Studio album by James Walsh
- Released: September 17, 2012
- Genre: Alternative rock
- Length: 52:31
- Label: Smith and Songs
- Producer: Sacha Skarbek

James Walsh chronology
| All the Plans (2009) | Lullaby (2012) |  |

Singles from Lullaby
- "Start Again" Released: July 30, 2012;

= Lullaby (James Walsh album) =

Lullaby is the first solo album from James Walsh, the former lead singer of Starsailor. It was released on September 17, 2012 via iTunes in the UK.

==Background==
After Starsailor decided to take a hiatus, James teamed up with songwriter Sacha Skarbek to initially work on material for his debut solo album. During these sessions, Sacha introduced James to Philippa Smith, who was in the process of developing a film along with acclaimed Swedish director Ulf Johansson based on Lullaby (novel) by acclaimed US author Chuck Palahnuik. After they quickly put together a demo for the song "Road Kill Jesus", James and Sacha were approached to create an album of music inspired by the script and original source material.

James and Sacha were then provided with song titles, music briefs and images by the production company and work on the album commenced at Abbey Road studios. Sacha covered the walls of the studio with images sent by Ulf Johansson designed to inspire the mood of the film.

+++

## SET TASK A
In the text about the album Lullaby, at which studio did work on the album begin?
The text and the records are unrelated.

+++

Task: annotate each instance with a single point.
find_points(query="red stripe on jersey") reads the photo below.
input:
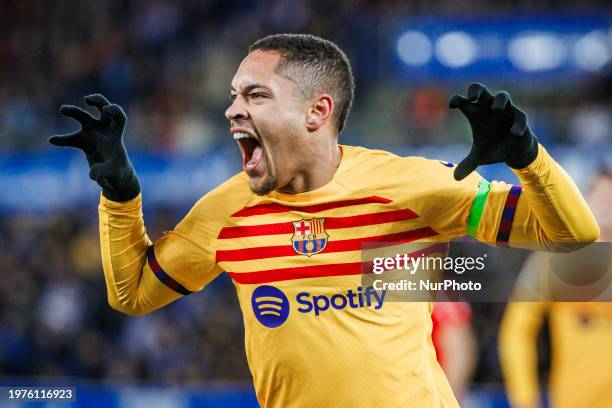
(318, 271)
(271, 208)
(330, 223)
(245, 254)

+++

## SET TASK B
Write the records out again with "jersey" swapped for "shirt", keeping everything else the same and leaving out the pictures.

## REPLY A
Abbey Road studios.

## REPLY B
Task: annotate each instance with a single point.
find_points(query="red stripe on shirt") reads the photo below.
input:
(318, 271)
(271, 208)
(330, 223)
(245, 254)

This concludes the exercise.